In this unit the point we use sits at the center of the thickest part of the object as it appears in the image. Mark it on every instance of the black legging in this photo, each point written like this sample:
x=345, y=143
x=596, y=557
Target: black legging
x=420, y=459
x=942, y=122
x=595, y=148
----
**Try it**
All the entries should be written out again precisely.

**Answer box**
In this unit the point we use sits at the center of the thickest part of the object as it appears in the image. Mark it on every instance of the black legging in this photo, each point written like this sample:
x=345, y=143
x=596, y=557
Target: black legging
x=420, y=459
x=942, y=122
x=595, y=148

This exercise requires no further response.